:: RECORDED INFORMATION ::
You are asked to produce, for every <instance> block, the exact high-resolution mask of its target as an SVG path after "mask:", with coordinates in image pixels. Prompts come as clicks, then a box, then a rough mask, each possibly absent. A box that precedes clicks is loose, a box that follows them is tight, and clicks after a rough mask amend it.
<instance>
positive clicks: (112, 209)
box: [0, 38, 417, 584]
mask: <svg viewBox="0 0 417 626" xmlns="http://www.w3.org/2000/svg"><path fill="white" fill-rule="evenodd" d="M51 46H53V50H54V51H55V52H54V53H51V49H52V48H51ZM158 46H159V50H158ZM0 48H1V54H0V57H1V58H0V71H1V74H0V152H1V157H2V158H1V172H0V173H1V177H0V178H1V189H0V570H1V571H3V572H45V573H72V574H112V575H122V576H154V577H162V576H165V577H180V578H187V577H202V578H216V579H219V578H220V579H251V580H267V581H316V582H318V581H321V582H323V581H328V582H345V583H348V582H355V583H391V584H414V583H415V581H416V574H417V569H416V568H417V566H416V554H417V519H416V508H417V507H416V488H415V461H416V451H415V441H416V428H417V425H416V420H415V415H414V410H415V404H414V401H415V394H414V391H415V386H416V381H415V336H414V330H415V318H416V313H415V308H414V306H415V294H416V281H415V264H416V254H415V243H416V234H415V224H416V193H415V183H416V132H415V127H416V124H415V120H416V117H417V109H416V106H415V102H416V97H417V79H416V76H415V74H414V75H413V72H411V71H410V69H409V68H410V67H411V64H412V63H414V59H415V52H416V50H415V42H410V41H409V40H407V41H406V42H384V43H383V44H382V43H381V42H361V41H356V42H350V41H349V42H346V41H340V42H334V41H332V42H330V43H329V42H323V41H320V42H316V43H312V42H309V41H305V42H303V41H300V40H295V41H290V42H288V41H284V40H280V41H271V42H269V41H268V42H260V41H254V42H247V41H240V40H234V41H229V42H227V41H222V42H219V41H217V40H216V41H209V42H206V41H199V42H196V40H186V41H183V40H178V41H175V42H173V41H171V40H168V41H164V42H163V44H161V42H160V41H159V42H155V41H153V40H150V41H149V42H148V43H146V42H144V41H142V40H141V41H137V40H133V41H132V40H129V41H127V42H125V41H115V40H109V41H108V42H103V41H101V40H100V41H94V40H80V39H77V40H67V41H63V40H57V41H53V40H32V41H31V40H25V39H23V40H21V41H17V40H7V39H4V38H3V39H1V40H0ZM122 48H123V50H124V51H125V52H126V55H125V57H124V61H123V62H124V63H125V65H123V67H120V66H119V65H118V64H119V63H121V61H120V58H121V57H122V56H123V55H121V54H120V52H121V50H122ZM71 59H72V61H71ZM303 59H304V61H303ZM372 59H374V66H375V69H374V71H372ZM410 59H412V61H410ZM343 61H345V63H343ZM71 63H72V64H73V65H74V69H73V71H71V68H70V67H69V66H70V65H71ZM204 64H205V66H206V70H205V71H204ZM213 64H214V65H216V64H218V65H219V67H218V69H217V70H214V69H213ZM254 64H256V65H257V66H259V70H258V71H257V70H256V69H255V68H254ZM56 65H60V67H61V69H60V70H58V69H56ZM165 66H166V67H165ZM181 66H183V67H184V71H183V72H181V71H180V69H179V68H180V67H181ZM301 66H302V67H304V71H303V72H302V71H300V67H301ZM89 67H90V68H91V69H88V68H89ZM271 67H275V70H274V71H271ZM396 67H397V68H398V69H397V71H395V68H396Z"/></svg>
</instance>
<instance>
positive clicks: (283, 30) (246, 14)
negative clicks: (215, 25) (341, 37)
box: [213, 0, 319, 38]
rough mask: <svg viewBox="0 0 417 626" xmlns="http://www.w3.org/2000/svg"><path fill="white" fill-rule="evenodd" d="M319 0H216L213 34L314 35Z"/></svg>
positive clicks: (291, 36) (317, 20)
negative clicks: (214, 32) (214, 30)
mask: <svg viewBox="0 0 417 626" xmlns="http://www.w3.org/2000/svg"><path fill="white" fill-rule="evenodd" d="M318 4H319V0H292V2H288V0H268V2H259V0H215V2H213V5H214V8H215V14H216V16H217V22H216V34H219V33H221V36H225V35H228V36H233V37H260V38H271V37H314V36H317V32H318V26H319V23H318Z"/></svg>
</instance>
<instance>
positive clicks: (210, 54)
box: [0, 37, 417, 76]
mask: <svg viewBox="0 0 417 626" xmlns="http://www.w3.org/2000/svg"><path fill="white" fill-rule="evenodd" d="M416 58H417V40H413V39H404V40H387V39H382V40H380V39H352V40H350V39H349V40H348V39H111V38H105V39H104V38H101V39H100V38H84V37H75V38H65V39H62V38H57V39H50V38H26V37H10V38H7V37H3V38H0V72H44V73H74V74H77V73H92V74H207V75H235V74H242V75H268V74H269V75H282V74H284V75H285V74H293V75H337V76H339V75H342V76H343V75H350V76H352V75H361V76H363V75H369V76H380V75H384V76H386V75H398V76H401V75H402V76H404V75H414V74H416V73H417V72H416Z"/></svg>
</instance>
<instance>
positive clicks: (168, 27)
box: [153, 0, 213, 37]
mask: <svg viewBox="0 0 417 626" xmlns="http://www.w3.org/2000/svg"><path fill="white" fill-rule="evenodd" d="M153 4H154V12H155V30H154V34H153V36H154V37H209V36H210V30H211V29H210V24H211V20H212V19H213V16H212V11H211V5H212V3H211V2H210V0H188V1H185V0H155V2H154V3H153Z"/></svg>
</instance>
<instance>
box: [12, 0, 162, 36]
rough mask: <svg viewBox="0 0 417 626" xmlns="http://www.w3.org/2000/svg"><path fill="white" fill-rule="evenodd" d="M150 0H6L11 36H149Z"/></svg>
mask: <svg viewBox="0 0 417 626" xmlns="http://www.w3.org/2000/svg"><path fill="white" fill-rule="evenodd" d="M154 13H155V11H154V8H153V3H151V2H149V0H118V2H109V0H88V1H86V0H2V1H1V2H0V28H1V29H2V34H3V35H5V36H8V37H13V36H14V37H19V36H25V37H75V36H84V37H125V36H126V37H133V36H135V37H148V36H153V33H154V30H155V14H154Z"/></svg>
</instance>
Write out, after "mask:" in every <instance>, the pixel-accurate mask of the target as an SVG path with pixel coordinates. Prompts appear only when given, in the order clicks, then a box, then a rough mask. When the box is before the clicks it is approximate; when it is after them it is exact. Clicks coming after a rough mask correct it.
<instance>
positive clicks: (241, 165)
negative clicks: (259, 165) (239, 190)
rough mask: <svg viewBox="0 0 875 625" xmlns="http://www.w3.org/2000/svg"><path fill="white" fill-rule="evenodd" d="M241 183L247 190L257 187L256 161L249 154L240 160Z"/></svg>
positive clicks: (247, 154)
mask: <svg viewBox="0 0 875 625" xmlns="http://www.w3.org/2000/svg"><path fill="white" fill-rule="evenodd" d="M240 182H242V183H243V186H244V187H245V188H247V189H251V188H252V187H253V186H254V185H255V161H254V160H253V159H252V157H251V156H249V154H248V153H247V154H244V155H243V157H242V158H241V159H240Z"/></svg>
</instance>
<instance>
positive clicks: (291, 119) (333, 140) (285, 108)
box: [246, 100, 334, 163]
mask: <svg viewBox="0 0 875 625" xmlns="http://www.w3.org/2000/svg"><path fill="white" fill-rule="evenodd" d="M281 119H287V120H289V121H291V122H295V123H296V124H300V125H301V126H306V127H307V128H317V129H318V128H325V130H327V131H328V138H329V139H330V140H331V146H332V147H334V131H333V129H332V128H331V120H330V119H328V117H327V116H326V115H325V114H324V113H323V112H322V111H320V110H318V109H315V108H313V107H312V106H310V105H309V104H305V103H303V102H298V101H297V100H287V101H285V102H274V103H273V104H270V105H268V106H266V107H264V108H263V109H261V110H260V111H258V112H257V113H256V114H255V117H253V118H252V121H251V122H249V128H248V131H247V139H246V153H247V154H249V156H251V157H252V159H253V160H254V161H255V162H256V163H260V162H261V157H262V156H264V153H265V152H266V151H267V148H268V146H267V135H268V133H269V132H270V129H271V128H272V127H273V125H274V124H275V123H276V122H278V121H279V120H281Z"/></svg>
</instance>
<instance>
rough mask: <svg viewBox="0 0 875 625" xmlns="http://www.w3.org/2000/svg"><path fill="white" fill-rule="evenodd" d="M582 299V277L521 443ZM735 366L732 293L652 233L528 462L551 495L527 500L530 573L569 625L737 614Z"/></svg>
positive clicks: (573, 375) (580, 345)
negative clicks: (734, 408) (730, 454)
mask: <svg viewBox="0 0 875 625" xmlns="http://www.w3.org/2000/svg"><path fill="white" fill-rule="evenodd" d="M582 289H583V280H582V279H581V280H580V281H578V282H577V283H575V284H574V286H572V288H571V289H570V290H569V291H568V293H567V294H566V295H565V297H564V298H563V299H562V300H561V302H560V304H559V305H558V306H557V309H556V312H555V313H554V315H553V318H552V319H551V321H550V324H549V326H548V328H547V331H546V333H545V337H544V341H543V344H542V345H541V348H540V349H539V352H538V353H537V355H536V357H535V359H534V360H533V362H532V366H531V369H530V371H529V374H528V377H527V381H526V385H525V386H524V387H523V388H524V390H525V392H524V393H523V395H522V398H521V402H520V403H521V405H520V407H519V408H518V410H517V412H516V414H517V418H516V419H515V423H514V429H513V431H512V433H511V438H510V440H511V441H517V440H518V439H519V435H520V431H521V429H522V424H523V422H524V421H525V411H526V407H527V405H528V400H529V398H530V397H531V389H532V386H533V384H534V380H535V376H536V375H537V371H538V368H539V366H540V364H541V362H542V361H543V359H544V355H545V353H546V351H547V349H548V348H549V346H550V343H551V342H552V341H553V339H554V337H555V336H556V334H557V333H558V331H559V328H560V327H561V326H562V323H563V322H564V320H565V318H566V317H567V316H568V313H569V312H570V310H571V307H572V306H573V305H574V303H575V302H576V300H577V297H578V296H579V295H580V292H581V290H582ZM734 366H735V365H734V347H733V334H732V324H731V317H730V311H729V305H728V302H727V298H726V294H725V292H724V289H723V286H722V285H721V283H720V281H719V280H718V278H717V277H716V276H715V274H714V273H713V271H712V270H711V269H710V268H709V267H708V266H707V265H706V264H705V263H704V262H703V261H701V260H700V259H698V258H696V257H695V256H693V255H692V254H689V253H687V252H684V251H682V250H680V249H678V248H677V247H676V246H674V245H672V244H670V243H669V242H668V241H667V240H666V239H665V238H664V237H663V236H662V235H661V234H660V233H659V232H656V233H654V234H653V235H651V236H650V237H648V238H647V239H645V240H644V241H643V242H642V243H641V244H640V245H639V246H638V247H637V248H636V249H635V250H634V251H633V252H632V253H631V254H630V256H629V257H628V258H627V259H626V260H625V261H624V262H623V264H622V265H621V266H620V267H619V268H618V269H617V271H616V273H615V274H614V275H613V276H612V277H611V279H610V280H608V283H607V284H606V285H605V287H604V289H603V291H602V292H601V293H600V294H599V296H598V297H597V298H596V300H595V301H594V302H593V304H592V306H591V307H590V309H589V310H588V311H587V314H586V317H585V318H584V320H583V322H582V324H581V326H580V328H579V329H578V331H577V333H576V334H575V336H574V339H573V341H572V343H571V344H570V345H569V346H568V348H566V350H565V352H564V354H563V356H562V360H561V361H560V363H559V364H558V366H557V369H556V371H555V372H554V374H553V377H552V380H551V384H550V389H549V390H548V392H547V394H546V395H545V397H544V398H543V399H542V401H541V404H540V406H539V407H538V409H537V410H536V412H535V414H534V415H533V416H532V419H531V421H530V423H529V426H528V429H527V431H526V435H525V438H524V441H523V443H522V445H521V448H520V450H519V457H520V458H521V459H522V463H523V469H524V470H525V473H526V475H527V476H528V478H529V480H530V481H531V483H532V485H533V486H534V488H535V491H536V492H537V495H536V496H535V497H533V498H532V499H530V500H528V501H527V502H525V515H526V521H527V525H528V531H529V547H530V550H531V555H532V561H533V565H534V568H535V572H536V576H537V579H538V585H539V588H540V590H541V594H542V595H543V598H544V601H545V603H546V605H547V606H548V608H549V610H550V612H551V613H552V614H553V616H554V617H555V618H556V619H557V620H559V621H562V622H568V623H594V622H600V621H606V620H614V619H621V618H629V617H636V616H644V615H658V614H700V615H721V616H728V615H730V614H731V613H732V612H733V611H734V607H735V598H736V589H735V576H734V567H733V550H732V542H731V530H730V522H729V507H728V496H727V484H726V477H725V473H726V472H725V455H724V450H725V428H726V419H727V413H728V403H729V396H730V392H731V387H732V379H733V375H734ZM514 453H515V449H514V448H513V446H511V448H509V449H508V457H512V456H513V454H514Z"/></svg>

:: ABOUT THIS EXERCISE ::
Gather from the entries above all lines that include the string "after".

:: EXERCISE ANSWER ::
You are asked to produce, for every <instance> block, the exact high-resolution mask of its target as an SVG path after "mask:", with coordinates in image pixels. Prompts come as clicks, then a box, then a rough mask, each possibly absent. A box that precedes clicks is loose, a box that follows them is tight, and clicks after a rough mask amend it.
Write out, after "mask:" in every <instance>, the pixel-accurate mask of the target as an SVG path with pixel coordinates. Prompts appear only when given, in the order clicks, then a box, then a rough mask. When the box is before the clicks it is approximate; when it is after them it is exact. Clicks coming after a rough mask correct it.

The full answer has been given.